▶ [Document extract]
------------------------------------

The black race is no more degraded than our own would be under similar
circumstances, but its condition is appalling. How long will it take
to develop the consciousness of manhood where all the tastes, and all
the tendencies, and almost all the environment, are low and in the
opposite direction? The colored people have not the help of higher and
refining influences. Their tendencies have been downward, and present
environment increases the tendency. Regeneration or reform is not the
work of a year or a generation. The change will come only by the
creation of new and higher conditions, and with the birth of a more
self-respecting stock.

IV. How long will be required for the education of the colored people
and the poor whites?

The author of "An Appeal to Caesar" says, "The Southern man, black or
white, is not likely to be greatly different to-morrow from what he
was yesterday. Generations may modify; years can only restrain. The
question is not whether education, begun to-day and carried on however
vigorously and successfully by the most approved agencies, would
change the characteristics of to-day's masses. Not at all. The
question is whether it would so act upon them _as they are_, would so
enlighten and inform their minds, as to convince them of the mutual
danger, peril, disaster, that must attend continual oppression or
sudden uprising. We cannot expect to make intelligence instantly
effective in the elevation of individual citizenship, or the exercise
of collective power. Little by little that change must come."
{126}

About ninety per cent, of the whole colored population of the South,
and about forty-five per cent. of those above ten years of age, are
illiterate. In 1880, nineteen per cent., or about one in every five,
of the white people of the South, and seventy-three per cent. of the
colored people, could neither read nor write; and this estimate is far
too large. After fifteen years of the ballot, seventy-three per cent.
of the colored race of the South could neither read nor write. Much is
being done to promote education by schools and charities, but what are
these among so many? To meet the ignorant condition of things, the
Government is doing nothing. The State governments are doing only a
little. In the Southern States previous to the war there was no system
of common schools. After the war there were not even old foundations
to build upon. Everything had to be started _de novo_ by those who had
nothing with which to start. "We must remember," said Dr. Mayo, "that
nine men out of ten of the South never saw what we call a good public
elementary school. It has been said that the public school-buildings
of Denver alone exceed in value all the public school-buildings of the
State of North Carolina."

------------------------------------

▶ [Dataset]
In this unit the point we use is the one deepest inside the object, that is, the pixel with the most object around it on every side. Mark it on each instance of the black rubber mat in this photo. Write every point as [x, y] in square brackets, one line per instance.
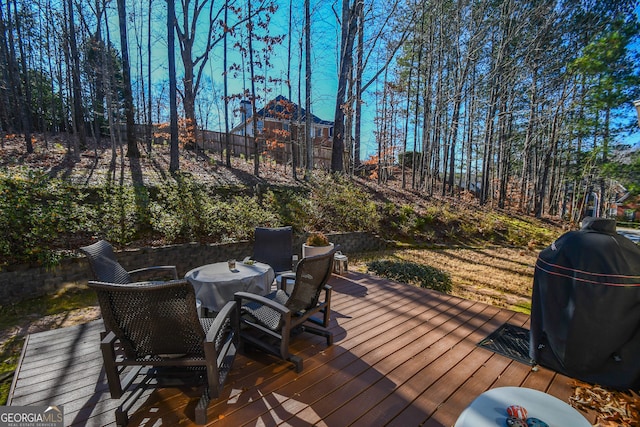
[510, 341]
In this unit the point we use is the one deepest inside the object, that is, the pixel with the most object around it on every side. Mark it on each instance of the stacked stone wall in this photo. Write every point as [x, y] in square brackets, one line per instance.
[24, 282]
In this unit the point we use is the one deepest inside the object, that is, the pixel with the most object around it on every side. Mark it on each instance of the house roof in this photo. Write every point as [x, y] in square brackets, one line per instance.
[281, 108]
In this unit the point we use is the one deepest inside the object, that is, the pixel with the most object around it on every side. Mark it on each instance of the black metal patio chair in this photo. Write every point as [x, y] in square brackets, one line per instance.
[106, 268]
[274, 246]
[267, 322]
[155, 338]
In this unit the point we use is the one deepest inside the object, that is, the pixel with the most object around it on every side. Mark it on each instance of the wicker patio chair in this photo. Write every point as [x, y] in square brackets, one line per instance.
[267, 322]
[106, 268]
[274, 246]
[154, 328]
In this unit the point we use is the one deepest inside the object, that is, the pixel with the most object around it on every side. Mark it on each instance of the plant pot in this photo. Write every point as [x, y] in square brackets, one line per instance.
[308, 251]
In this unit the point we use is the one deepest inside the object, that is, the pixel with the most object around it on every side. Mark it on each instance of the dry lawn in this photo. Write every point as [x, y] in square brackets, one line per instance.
[497, 276]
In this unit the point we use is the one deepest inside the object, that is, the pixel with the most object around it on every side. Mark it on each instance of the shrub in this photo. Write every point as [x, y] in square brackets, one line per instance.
[317, 239]
[35, 211]
[340, 205]
[412, 273]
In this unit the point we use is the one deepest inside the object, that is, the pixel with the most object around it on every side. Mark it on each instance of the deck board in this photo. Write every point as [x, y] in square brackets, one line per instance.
[401, 356]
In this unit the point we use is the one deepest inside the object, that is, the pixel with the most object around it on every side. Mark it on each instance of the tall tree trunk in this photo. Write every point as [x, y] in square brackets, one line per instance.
[77, 89]
[174, 162]
[292, 141]
[349, 26]
[149, 130]
[227, 142]
[254, 121]
[26, 113]
[132, 146]
[308, 137]
[359, 72]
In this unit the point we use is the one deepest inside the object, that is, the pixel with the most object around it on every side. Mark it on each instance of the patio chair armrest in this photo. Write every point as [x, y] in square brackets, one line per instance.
[285, 277]
[240, 296]
[109, 339]
[155, 269]
[229, 311]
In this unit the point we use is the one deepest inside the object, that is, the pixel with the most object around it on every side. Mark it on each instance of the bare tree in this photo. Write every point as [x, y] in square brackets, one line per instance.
[174, 163]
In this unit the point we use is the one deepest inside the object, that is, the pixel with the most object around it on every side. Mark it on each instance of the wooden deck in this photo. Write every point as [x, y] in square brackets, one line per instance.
[402, 356]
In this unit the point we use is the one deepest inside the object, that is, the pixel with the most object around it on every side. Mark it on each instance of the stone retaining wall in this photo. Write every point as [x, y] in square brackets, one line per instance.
[34, 282]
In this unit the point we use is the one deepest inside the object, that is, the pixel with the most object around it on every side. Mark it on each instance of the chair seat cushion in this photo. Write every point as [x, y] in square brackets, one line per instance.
[264, 315]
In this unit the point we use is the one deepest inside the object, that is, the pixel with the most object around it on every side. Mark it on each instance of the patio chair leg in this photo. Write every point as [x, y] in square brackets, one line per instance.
[122, 418]
[201, 407]
[297, 362]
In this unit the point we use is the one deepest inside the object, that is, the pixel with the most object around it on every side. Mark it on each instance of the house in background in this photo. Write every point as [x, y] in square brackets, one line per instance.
[281, 125]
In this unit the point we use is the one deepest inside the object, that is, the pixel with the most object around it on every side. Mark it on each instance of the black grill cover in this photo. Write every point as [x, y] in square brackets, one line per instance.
[585, 309]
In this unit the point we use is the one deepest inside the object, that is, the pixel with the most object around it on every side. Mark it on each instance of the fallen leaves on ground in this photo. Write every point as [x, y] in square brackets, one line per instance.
[613, 408]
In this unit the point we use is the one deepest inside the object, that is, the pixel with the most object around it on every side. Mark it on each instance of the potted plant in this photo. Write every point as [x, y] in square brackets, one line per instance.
[316, 244]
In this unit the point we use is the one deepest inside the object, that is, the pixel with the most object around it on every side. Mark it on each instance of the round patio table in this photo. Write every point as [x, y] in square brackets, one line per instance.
[215, 284]
[490, 408]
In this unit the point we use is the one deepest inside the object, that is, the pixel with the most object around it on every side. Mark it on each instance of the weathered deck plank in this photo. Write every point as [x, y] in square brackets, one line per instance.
[402, 356]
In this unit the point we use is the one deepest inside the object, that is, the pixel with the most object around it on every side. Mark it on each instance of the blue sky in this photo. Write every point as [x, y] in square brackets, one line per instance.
[325, 43]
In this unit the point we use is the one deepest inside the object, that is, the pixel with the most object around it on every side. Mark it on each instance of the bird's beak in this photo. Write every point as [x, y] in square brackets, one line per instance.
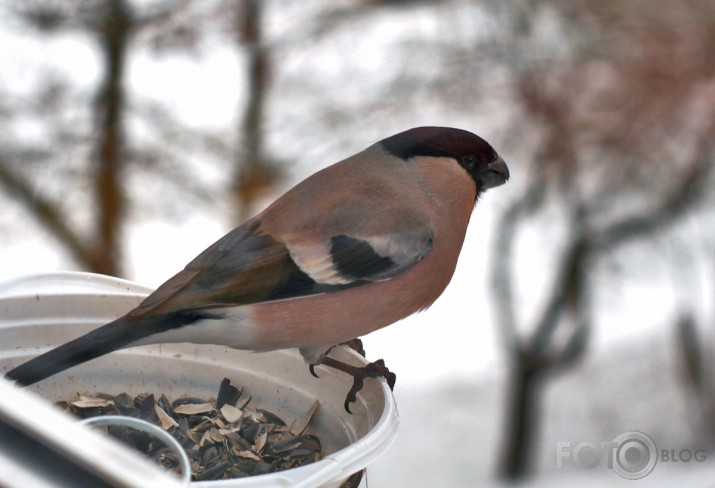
[497, 173]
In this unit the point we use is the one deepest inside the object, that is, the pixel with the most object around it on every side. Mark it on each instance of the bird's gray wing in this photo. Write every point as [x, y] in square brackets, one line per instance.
[249, 265]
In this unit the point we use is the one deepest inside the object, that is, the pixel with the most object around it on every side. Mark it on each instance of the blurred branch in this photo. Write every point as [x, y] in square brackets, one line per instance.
[689, 191]
[47, 213]
[503, 251]
[255, 173]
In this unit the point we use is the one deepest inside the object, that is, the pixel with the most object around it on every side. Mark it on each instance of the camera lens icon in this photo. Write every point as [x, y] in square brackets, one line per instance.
[635, 455]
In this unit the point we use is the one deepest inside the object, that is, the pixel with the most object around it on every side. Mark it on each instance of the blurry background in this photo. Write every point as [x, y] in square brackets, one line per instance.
[136, 133]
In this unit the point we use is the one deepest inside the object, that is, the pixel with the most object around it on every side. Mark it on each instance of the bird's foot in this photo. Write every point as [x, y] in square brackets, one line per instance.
[375, 369]
[355, 345]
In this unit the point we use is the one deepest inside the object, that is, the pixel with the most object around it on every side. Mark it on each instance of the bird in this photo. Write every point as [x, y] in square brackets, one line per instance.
[355, 247]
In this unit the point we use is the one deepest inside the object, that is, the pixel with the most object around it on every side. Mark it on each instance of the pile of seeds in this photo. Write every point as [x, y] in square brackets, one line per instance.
[226, 438]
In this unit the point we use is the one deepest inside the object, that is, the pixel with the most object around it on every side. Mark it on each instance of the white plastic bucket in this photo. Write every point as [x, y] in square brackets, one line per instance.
[40, 312]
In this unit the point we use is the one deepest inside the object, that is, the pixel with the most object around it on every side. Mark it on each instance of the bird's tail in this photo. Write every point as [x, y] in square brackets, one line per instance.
[110, 337]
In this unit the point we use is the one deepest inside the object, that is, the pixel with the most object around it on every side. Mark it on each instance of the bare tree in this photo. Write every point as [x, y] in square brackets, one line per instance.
[602, 121]
[111, 23]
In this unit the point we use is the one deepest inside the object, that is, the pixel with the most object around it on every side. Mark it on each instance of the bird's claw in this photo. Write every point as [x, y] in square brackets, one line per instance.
[375, 369]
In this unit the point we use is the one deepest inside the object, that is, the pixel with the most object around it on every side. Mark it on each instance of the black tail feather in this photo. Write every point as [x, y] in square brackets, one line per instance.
[115, 335]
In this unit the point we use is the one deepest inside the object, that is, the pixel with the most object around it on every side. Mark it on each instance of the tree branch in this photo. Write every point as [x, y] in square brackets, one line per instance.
[47, 213]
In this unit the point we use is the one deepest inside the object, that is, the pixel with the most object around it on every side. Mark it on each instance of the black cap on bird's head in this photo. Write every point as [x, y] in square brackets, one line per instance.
[473, 153]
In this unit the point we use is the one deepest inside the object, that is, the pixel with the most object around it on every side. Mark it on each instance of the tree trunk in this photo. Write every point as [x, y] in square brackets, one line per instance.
[521, 420]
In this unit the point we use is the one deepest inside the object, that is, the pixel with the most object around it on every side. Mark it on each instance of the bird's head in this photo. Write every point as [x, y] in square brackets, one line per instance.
[470, 151]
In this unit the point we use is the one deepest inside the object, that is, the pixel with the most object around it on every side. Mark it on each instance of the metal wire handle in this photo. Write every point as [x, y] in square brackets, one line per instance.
[149, 428]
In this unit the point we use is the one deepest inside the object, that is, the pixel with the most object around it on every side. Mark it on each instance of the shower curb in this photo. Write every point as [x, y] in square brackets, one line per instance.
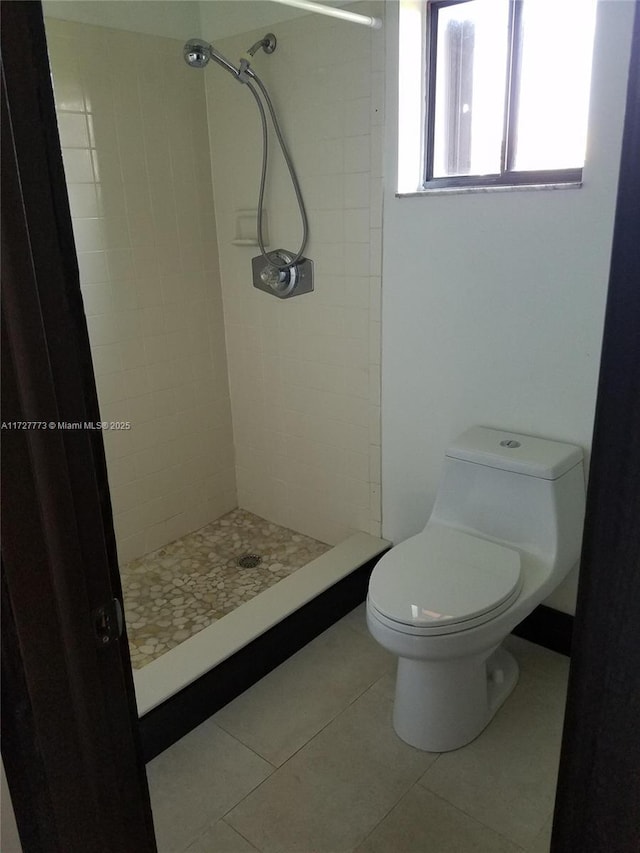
[181, 713]
[177, 716]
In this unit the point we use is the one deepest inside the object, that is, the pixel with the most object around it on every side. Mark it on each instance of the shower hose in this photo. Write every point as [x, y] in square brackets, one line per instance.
[263, 177]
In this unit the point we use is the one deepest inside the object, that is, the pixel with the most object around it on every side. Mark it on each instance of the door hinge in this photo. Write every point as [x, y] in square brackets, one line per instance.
[108, 622]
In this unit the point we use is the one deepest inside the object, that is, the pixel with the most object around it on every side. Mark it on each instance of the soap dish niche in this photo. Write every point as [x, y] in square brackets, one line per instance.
[247, 228]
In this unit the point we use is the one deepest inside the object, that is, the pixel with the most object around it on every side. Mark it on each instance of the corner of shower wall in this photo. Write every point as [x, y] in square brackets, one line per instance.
[132, 123]
[304, 374]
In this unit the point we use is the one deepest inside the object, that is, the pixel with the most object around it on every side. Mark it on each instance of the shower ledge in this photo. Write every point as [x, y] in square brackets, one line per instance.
[182, 665]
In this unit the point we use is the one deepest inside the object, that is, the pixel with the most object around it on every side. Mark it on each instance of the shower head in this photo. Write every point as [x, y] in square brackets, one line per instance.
[197, 53]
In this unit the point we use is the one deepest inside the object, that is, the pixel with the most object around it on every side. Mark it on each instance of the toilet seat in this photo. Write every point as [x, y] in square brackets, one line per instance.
[444, 580]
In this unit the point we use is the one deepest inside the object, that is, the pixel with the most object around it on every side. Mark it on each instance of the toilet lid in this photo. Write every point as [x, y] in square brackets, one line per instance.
[442, 577]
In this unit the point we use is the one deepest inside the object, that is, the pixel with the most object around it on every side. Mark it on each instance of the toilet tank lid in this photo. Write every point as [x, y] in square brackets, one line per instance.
[522, 454]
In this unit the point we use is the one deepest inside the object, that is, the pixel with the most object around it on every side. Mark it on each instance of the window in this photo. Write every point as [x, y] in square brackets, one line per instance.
[507, 91]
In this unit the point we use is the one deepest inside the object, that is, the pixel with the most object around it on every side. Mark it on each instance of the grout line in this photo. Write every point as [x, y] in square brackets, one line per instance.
[250, 843]
[479, 822]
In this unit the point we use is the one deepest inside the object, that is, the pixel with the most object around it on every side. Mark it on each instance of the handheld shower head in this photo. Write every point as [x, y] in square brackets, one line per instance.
[197, 53]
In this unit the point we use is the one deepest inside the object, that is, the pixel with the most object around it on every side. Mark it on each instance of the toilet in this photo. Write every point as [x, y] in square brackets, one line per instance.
[505, 530]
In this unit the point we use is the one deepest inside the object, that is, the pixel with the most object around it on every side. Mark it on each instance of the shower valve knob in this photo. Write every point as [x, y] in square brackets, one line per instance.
[293, 280]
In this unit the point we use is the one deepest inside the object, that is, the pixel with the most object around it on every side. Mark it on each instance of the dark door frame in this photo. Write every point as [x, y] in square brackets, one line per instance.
[70, 741]
[598, 793]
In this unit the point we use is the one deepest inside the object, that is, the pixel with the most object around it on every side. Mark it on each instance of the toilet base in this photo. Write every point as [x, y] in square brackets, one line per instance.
[443, 705]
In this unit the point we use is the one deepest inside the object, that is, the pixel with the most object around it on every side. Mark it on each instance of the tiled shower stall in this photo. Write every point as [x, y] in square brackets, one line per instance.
[236, 399]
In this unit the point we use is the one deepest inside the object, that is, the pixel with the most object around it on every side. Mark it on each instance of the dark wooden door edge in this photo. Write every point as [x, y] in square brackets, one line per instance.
[70, 747]
[598, 794]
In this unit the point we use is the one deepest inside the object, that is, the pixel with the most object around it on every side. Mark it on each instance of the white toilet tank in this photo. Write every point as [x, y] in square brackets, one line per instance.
[516, 489]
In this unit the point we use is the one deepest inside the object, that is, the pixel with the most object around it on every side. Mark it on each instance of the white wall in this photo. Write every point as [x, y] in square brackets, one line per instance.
[493, 303]
[133, 129]
[305, 373]
[179, 19]
[222, 18]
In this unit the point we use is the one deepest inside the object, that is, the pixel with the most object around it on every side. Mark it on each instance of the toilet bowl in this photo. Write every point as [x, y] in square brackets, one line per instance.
[505, 530]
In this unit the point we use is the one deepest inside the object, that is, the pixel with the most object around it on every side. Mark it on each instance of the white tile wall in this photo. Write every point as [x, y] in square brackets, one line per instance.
[305, 373]
[132, 121]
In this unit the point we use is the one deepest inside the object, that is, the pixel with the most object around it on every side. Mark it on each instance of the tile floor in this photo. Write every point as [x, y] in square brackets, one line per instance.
[306, 761]
[176, 591]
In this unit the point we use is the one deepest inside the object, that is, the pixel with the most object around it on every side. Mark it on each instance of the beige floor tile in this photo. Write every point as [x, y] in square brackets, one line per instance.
[284, 710]
[423, 822]
[221, 838]
[197, 780]
[331, 794]
[506, 778]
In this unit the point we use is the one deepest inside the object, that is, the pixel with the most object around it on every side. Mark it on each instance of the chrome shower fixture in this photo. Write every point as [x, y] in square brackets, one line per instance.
[281, 273]
[268, 44]
[197, 53]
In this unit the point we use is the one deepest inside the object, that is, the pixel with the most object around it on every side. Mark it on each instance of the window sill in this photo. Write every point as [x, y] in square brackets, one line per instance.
[573, 185]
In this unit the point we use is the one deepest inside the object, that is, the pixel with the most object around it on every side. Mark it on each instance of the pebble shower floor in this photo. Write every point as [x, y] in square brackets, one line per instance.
[176, 591]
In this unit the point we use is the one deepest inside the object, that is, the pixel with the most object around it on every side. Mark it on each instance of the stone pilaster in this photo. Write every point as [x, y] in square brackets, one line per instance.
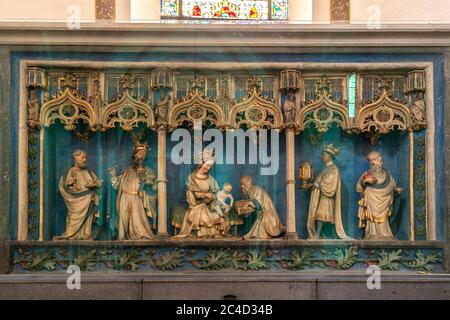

------------------------------------

▶ [Objectives]
(1) Please say whether each statement below agrees with the passage on Southern education. Answer yes or no for each, and quote the words of the passage that decide it.
(a) Dr. Mayo said that nine men out of ten of the South never saw a good public elementary school.
(b) The Government is doing a great deal to meet the ignorant condition of things.
(c) The Southern States had a system of common schools before the war.
(2) Update the passage on Southern education, starting at the words "About ninety per" and stopping after "ballot, seventy-three per cent.", with "illiterate" replaced by "unlettered".

▶ [Written answers]
(1)
(a) Yes: "nine men out of ten of the South never saw what we call a good public elementary school"
(b) No: "the Government is doing nothing."
(c) No: "In the Southern States previous to the war there was no system of common schools."

(2)
About ninety per cent, of the whole colored population of the South,
and about forty-five per cent. of those above ten years of age, are
unlettered. In 1880, nineteen per cent., or about one in every five,
of the white people of the South, and seventy-three per cent. of the
colored people, could neither read nor write; and this estimate is far
too large. After fifteen years of the ballot, seventy-three per cent.